◆ EXERCISE DATA:
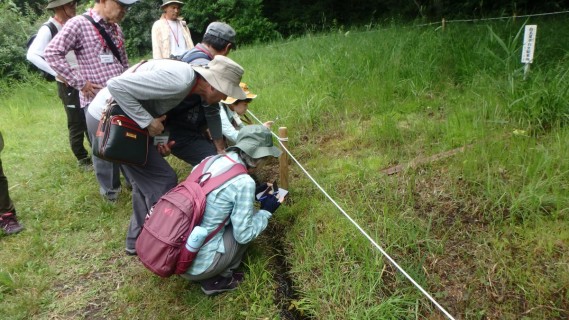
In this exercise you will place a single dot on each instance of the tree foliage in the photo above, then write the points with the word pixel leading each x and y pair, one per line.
pixel 257 20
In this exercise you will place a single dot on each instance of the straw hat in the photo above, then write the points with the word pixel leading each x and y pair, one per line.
pixel 167 2
pixel 56 3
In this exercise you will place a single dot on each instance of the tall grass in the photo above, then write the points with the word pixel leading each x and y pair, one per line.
pixel 484 230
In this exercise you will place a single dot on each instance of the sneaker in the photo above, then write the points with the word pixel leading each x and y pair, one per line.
pixel 86 164
pixel 10 224
pixel 238 276
pixel 218 284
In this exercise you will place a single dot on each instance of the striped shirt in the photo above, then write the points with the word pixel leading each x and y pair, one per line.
pixel 236 198
pixel 79 35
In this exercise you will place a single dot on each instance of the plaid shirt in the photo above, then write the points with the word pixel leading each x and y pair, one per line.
pixel 236 198
pixel 79 35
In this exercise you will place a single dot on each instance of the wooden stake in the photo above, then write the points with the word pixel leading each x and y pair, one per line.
pixel 283 159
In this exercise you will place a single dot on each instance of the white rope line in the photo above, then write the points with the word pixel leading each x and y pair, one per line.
pixel 449 316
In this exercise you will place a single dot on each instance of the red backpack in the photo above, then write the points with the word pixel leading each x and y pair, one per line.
pixel 161 243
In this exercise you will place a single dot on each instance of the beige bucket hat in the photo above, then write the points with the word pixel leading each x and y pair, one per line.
pixel 224 75
pixel 256 141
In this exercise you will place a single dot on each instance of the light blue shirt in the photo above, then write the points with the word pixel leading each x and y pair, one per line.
pixel 236 198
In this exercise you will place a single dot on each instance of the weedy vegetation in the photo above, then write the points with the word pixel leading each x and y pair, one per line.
pixel 485 230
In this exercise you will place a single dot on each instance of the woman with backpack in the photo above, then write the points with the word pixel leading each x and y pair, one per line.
pixel 215 264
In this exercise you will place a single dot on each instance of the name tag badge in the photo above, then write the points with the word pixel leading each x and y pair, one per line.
pixel 106 58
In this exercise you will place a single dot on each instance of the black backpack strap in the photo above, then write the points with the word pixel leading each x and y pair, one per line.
pixel 194 54
pixel 105 36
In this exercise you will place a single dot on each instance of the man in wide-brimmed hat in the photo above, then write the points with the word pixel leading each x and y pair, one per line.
pixel 63 10
pixel 216 262
pixel 170 34
pixel 145 93
pixel 188 121
pixel 98 61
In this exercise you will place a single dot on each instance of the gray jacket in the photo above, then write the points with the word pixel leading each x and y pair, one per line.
pixel 155 88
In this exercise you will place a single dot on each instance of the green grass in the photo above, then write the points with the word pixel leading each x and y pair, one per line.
pixel 484 231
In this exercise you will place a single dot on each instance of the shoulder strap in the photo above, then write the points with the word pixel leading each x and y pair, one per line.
pixel 193 54
pixel 105 36
pixel 52 28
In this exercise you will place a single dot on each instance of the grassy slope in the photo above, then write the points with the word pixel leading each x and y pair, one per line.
pixel 484 231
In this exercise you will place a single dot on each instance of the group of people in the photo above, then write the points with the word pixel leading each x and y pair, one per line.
pixel 192 94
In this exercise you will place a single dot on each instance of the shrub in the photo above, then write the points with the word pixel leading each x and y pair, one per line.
pixel 15 28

◆ EXERCISE DESCRIPTION: The answer must reproduce every line of the records above exactly, with all pictures left out.

◆ OUTPUT OF THE TASK:
In this exercise you will place a single dot on each instance of the tree foliage in the photo above, then write the points with the word pixel leading each x and y pair, one per line.
pixel 257 20
In this exercise you will place a single dot on each instance of the straw hat in the photo above, then write the points with the word pixel leading each x and y pair, one per line.
pixel 167 2
pixel 56 3
In this exercise you will place a single dot on each instance of the tall grass in the photo above, then write the points with the word pixel leading each x and y pair, one per line.
pixel 484 230
In this exercise you will place a single dot on each instance of the sneaker in the photo above, then write the points with the word pixel leading each x and y pair, one per line.
pixel 86 164
pixel 10 224
pixel 238 276
pixel 218 284
In this exercise you will place a single dot on each instance of the striped shirt in the photo above, then write the points with the word pixel leading each x and y pair, one per line.
pixel 236 198
pixel 79 35
In this exercise you will place a single dot on each instance of the plaid shirt in the photo above, then write the points with the word pixel leading each x and y pair, one per line.
pixel 236 198
pixel 79 35
In this exercise you will place a single dot on each instance of the wooden stake in the photo above, then write the points with the word pixel leading each x and y pair, one per line.
pixel 283 159
In this exercise you will place a single dot on each instance of the white rope line in the photo above, then write the points with the word pixel leading each x and y pair, one per line.
pixel 449 316
In this exercise you will place a single dot on each instance of the red backpack in the photo above, then write the points with the word pixel leading each x and y pair, one per line.
pixel 161 243
In this exercise you will place a single dot on each instance of the beige bucket hat in the photo above, then write the points with the word pixel leading each x and y pair, one per line.
pixel 224 75
pixel 256 141
In this exercise you will place a single dot on each instance of the light blue shirt in the photo above, then write the points with the word pixel leading each x and y pair, one per line.
pixel 236 198
In this exercise you will place a single dot on each instance of the weedy vegetation in the photo above, then write the points with the word pixel leading each x and y pair, one per line.
pixel 485 230
In this exercise you will place a single dot on each instance of the woman with backpack in the photo above, then write the points with the word pixel leading each x and y pair, one per line.
pixel 215 264
In this exercise you will place a single dot on each instance of the name tag badge in the photo above, then write the points with the word pixel leading each x and y pair, one per line.
pixel 106 58
In this exercise you will place a single dot on each instance of the black backpack strap in the photo above, then write the points with the word pixel leading each x and y pair, one per line.
pixel 194 54
pixel 105 36
In this exercise you will place a single dot on each instance of the man in wide-brimmed hat in the photo above, then write the points with the word pixel leading each x and y pair, one per line.
pixel 63 10
pixel 216 262
pixel 170 34
pixel 145 93
pixel 188 121
pixel 98 61
In this exercise you will place a single dot on each instance of the gray jacket in the photo above, then write the points with the word pixel leading each x and y pair, one per line.
pixel 155 88
In this exercise you will place a single dot on each instance of the green grass in the photo above, then write the points with the word pixel leading each x and y pair, one per line.
pixel 484 231
In this exercise you will place a single dot on each instance of the shoulder strap in the photo above, then write the points with the word pixel leading each x and y pair, one per line.
pixel 193 54
pixel 105 36
pixel 52 28
In this exercise you will place a single dot on each instance of the grassy slope in the photo above, then write the points with the word pixel leading each x and y pair, one per line.
pixel 484 231
In this exercise you will place a single dot on each instance of the group of people in the photo above, then write the points with the word pixel leading each x and y pair, one per line.
pixel 192 94
In this exercise you will place a single dot on each instance of the shrub in the photo above, then write the points with the word pixel leading each x and y pair, one per line.
pixel 15 28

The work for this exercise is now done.